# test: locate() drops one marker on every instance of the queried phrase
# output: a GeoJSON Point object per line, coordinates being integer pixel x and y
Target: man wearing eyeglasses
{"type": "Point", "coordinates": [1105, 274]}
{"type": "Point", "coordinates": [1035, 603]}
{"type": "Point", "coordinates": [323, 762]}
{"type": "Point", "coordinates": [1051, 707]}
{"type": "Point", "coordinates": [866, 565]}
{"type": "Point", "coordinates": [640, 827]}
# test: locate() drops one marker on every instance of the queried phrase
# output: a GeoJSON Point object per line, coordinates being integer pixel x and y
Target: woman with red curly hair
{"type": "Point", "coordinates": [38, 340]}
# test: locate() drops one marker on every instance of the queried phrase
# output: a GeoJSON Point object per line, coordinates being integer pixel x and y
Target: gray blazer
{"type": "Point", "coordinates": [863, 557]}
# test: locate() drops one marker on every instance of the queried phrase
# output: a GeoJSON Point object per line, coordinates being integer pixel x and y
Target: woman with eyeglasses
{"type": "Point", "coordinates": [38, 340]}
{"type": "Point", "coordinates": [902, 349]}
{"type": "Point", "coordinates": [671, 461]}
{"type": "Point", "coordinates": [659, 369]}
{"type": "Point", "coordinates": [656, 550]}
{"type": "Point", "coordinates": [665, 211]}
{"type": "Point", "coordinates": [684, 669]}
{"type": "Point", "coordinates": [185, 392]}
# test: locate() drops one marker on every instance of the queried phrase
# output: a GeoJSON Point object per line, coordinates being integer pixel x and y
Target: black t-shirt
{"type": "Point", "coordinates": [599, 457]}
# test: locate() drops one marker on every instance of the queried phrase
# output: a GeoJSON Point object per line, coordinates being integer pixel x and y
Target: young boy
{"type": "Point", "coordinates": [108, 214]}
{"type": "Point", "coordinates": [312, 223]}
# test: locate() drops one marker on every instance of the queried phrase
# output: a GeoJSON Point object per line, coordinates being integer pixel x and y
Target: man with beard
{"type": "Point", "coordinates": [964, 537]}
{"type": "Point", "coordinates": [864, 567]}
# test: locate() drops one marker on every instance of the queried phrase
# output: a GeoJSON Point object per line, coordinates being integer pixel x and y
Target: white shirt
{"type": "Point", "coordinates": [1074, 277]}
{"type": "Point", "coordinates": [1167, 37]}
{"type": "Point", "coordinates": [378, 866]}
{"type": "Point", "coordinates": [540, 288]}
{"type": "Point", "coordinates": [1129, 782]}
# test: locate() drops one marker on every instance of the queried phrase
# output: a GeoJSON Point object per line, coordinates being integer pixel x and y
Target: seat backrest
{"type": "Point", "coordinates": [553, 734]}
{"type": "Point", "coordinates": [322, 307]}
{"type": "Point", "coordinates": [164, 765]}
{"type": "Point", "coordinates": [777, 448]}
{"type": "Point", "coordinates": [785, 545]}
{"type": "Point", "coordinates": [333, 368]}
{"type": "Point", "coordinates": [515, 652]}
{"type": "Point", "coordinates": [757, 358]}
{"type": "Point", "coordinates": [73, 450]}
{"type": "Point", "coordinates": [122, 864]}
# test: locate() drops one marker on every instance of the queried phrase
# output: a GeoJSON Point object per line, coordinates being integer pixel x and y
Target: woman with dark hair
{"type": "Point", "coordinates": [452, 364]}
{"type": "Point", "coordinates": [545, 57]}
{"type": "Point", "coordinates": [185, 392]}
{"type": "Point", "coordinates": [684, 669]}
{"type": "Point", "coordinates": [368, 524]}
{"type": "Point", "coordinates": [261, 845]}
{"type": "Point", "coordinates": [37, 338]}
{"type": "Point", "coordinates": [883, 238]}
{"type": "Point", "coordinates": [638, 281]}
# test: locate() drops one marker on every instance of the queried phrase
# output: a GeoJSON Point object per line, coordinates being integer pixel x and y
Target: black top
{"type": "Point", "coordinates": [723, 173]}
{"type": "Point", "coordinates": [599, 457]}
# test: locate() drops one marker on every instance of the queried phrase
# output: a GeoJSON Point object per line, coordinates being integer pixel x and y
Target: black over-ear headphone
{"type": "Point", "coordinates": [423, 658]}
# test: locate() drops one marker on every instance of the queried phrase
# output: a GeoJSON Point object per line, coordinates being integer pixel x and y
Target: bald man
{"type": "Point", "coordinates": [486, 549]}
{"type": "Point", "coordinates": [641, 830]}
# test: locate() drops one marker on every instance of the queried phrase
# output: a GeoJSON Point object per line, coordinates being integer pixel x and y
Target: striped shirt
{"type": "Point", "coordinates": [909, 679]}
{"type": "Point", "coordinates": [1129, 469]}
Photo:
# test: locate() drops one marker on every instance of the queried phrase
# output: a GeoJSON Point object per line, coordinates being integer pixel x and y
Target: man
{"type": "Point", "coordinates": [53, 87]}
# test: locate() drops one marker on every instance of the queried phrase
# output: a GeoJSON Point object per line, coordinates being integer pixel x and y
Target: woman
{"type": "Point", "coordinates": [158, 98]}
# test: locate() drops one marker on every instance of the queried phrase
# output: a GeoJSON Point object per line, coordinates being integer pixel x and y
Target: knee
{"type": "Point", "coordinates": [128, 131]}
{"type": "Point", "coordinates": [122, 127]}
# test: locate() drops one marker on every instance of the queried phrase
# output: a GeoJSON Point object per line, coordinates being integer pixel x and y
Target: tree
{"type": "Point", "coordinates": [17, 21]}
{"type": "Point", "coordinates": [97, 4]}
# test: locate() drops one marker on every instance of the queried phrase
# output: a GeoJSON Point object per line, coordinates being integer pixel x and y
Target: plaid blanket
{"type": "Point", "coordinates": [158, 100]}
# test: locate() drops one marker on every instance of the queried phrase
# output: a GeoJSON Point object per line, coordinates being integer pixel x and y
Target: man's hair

────────────────────

- **Set task**:
Identify every line in the items above that contains the string "hair", and copy each such line.

- **Response**:
Target: woman with red curly hair
Target: woman with dark hair
Target: man's hair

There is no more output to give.